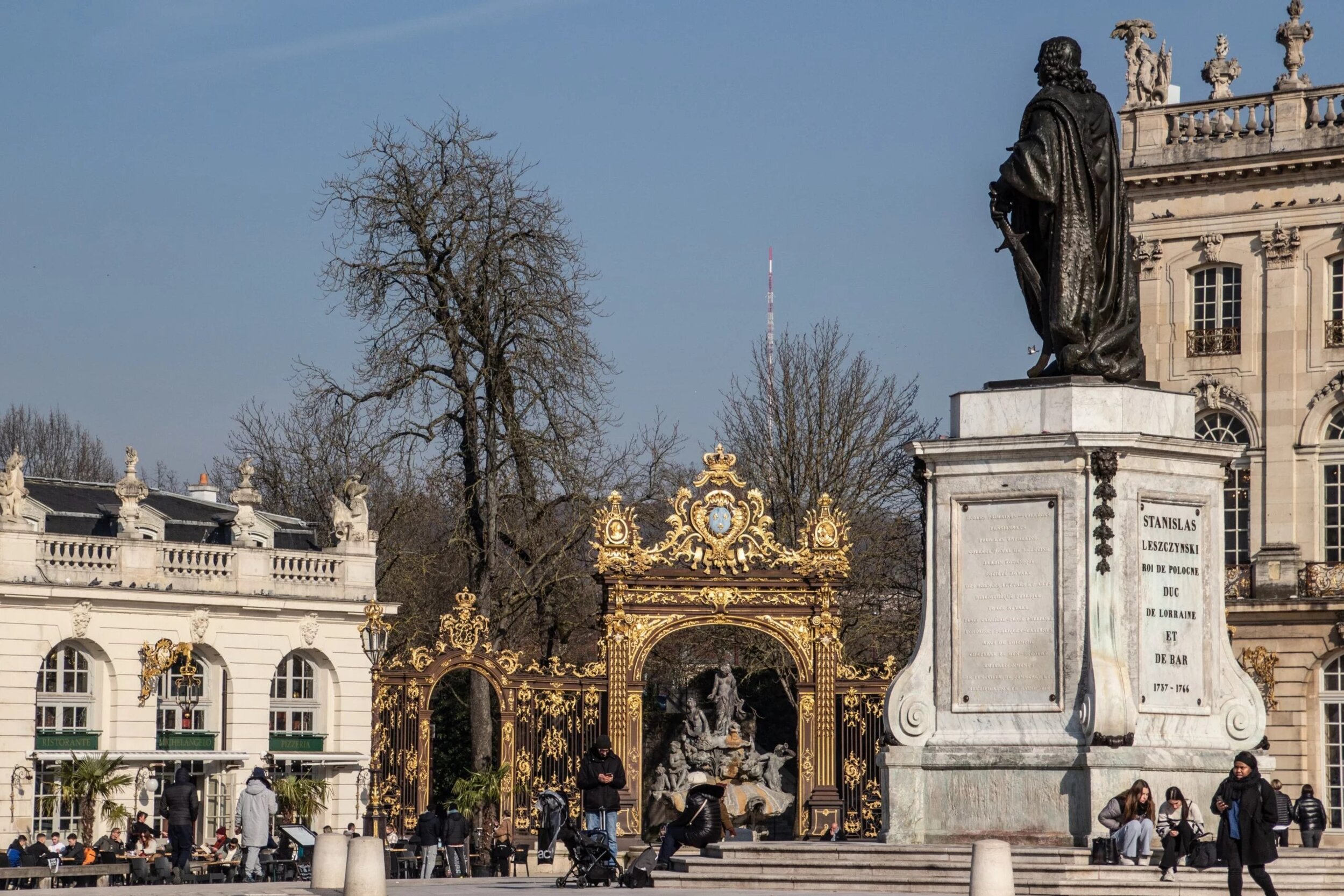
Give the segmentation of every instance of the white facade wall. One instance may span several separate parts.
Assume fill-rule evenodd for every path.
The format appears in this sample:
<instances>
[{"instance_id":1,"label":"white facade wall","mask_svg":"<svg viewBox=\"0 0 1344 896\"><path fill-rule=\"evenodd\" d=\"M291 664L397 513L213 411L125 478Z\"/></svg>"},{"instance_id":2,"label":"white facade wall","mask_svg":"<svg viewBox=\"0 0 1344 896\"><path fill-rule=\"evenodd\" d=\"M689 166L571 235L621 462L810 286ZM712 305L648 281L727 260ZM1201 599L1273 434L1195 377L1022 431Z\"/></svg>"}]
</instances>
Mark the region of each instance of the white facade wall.
<instances>
[{"instance_id":1,"label":"white facade wall","mask_svg":"<svg viewBox=\"0 0 1344 896\"><path fill-rule=\"evenodd\" d=\"M270 764L271 677L282 658L301 652L316 668L314 733L325 735L321 752L305 754L304 760L313 762L314 776L325 778L331 787L328 807L313 823L319 829L324 823L344 829L348 822L363 827L367 791L360 787L360 770L368 766L371 684L358 625L364 619L363 598L374 596L371 545L363 545L363 551L309 552L316 559L340 560L336 580L288 587L280 576L267 575L265 584L271 587L258 590L273 594L241 594L238 572L249 568L269 572L276 551L224 548L235 559L230 567L234 587L218 575L202 576L200 587L194 587L198 582L191 575L159 568L138 576L142 579L138 587L130 588L112 584L120 580L129 586L130 575L124 575L126 555L140 553L141 547L160 549L164 543L85 539L128 549L122 551L117 568L74 570L66 583L67 570L54 574L42 560L44 541L62 537L67 536L0 531L0 767L9 770L15 782L5 842L15 834L32 832L35 782L22 776L36 762L54 758L35 750L38 670L52 647L67 643L91 660L93 705L87 728L101 732L99 751L126 756L129 774L185 755L204 762L204 776L198 778L199 840L214 840L214 832L204 830L207 779L214 778L227 789L231 815L233 801L253 767ZM62 582L52 584L47 579ZM286 588L304 594L286 595ZM202 610L208 611L203 631ZM192 642L198 662L208 664L207 690L212 704L206 731L219 732L212 751L156 750L157 695L140 705L140 650L145 642L160 638ZM227 696L220 700L224 674ZM289 755L298 758L297 752ZM153 798L144 789L126 789L118 802L132 813L144 809L153 814ZM99 822L98 834L103 827Z\"/></svg>"}]
</instances>

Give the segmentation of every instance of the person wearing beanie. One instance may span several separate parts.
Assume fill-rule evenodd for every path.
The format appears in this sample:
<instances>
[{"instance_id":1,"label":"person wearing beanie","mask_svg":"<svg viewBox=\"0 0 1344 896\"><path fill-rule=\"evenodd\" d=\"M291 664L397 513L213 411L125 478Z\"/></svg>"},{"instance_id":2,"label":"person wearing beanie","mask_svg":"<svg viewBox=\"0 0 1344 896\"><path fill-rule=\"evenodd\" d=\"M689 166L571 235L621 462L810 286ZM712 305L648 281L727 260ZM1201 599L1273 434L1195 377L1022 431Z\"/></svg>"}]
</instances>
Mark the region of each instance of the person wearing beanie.
<instances>
[{"instance_id":1,"label":"person wearing beanie","mask_svg":"<svg viewBox=\"0 0 1344 896\"><path fill-rule=\"evenodd\" d=\"M238 794L238 809L234 810L234 823L242 833L246 854L243 860L246 883L255 881L261 875L261 850L270 842L270 818L278 809L276 791L266 780L266 771L261 766L253 768L247 786Z\"/></svg>"},{"instance_id":2,"label":"person wearing beanie","mask_svg":"<svg viewBox=\"0 0 1344 896\"><path fill-rule=\"evenodd\" d=\"M612 850L609 865L616 865L616 814L621 810L621 787L625 787L625 766L612 752L612 739L602 735L579 763L579 790L583 791L583 825L587 830L602 830Z\"/></svg>"},{"instance_id":3,"label":"person wearing beanie","mask_svg":"<svg viewBox=\"0 0 1344 896\"><path fill-rule=\"evenodd\" d=\"M1219 817L1218 858L1227 865L1227 892L1242 896L1242 865L1265 896L1278 896L1265 865L1278 858L1278 801L1261 778L1259 763L1245 750L1236 754L1232 771L1214 793L1210 809Z\"/></svg>"},{"instance_id":4,"label":"person wearing beanie","mask_svg":"<svg viewBox=\"0 0 1344 896\"><path fill-rule=\"evenodd\" d=\"M1293 805L1293 821L1302 834L1302 846L1314 849L1321 845L1321 832L1325 830L1325 803L1316 798L1310 785L1302 785L1302 795Z\"/></svg>"}]
</instances>

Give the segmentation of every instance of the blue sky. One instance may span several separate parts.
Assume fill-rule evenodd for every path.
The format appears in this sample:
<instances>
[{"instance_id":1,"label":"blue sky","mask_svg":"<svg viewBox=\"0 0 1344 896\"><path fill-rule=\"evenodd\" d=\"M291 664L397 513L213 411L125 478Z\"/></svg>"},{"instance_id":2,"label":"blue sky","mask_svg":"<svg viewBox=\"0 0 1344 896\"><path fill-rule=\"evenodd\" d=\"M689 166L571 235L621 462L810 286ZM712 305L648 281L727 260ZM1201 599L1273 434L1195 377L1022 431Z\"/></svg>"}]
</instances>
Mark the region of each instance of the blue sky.
<instances>
[{"instance_id":1,"label":"blue sky","mask_svg":"<svg viewBox=\"0 0 1344 896\"><path fill-rule=\"evenodd\" d=\"M1075 36L1113 105L1121 17L1173 48L1185 99L1228 35L1238 94L1282 71L1286 4L26 3L0 28L0 402L59 406L183 474L293 361L344 369L317 285L324 177L375 120L445 101L521 149L602 274L597 337L625 429L661 408L688 453L765 324L835 316L946 416L1035 341L985 188ZM1344 4L1308 0L1316 83L1344 81Z\"/></svg>"}]
</instances>

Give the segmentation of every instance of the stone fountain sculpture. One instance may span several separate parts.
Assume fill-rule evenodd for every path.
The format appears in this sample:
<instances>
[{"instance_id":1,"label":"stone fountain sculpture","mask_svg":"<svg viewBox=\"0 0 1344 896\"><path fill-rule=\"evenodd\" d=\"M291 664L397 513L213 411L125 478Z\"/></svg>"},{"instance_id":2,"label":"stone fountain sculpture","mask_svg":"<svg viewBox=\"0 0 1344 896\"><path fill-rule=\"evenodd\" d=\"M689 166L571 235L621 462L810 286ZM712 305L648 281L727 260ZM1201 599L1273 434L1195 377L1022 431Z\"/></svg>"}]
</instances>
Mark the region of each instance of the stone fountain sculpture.
<instances>
[{"instance_id":1,"label":"stone fountain sculpture","mask_svg":"<svg viewBox=\"0 0 1344 896\"><path fill-rule=\"evenodd\" d=\"M759 825L793 806L793 794L784 790L784 766L796 754L788 744L769 752L757 750L754 725L747 721L745 701L738 696L738 680L726 662L715 672L708 703L714 705L712 725L699 697L687 699L681 729L668 746L667 759L653 770L644 814L649 827L681 813L692 772L723 785L724 805L735 825ZM745 732L745 724L751 731Z\"/></svg>"}]
</instances>

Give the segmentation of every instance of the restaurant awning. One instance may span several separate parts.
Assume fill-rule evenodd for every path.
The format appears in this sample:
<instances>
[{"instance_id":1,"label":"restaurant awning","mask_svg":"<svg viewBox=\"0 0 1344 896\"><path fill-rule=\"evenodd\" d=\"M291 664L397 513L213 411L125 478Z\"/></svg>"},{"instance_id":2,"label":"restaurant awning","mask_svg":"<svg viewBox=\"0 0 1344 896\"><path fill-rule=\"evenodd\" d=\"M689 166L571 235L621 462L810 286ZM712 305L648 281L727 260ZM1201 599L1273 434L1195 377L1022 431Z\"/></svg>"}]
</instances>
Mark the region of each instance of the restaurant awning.
<instances>
[{"instance_id":1,"label":"restaurant awning","mask_svg":"<svg viewBox=\"0 0 1344 896\"><path fill-rule=\"evenodd\" d=\"M75 759L98 758L108 754L122 762L247 762L250 754L224 750L34 750L30 759L38 762L62 762L74 755Z\"/></svg>"},{"instance_id":2,"label":"restaurant awning","mask_svg":"<svg viewBox=\"0 0 1344 896\"><path fill-rule=\"evenodd\" d=\"M277 750L266 755L277 762L297 760L314 766L362 766L368 762L368 756L358 752L292 752Z\"/></svg>"}]
</instances>

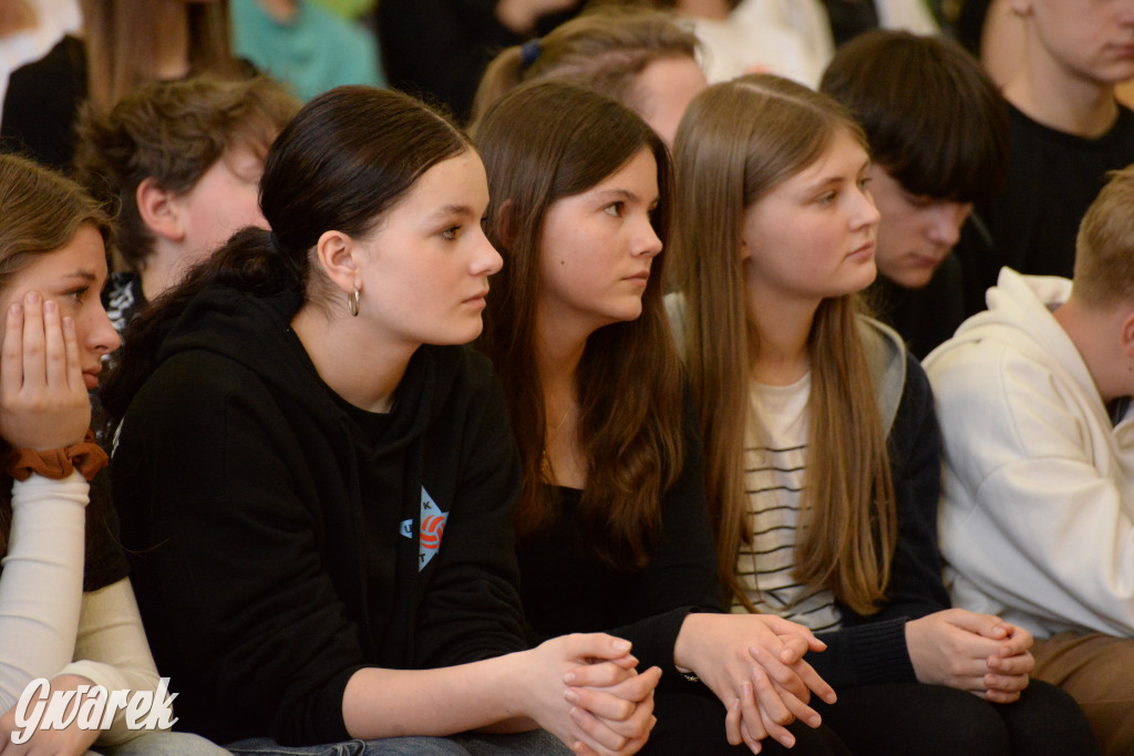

★ ★ ★ ★ ★

(Short problem): Could you extract, word for word, every line from the one containing "Give the segmentation of every instance of the restaurant" up to and including the last line of the records, leaving the pictures out?

(Written answer):
Give the segmentation of every instance of the restaurant awning. One instance may span several separate parts.
Assume fill-rule evenodd for every path.
The format appears in this sample:
<instances>
[{"instance_id":1,"label":"restaurant awning","mask_svg":"<svg viewBox=\"0 0 1344 896\"><path fill-rule=\"evenodd\" d=\"M291 664L397 513L213 411L125 478Z\"/></svg>"},{"instance_id":2,"label":"restaurant awning","mask_svg":"<svg viewBox=\"0 0 1344 896\"><path fill-rule=\"evenodd\" d=\"M689 166L571 235L621 462L810 286ZM712 305L648 281L727 260ZM1201 599L1273 434L1195 377L1022 431Z\"/></svg>"}]
</instances>
Mark the region of each instance of the restaurant awning.
<instances>
[{"instance_id":1,"label":"restaurant awning","mask_svg":"<svg viewBox=\"0 0 1344 896\"><path fill-rule=\"evenodd\" d=\"M75 759L98 758L108 754L122 762L247 762L250 754L224 750L34 750L30 759L38 762L62 762L74 755Z\"/></svg>"},{"instance_id":2,"label":"restaurant awning","mask_svg":"<svg viewBox=\"0 0 1344 896\"><path fill-rule=\"evenodd\" d=\"M277 750L266 755L277 762L297 760L314 766L362 766L368 762L368 756L358 752L292 752Z\"/></svg>"}]
</instances>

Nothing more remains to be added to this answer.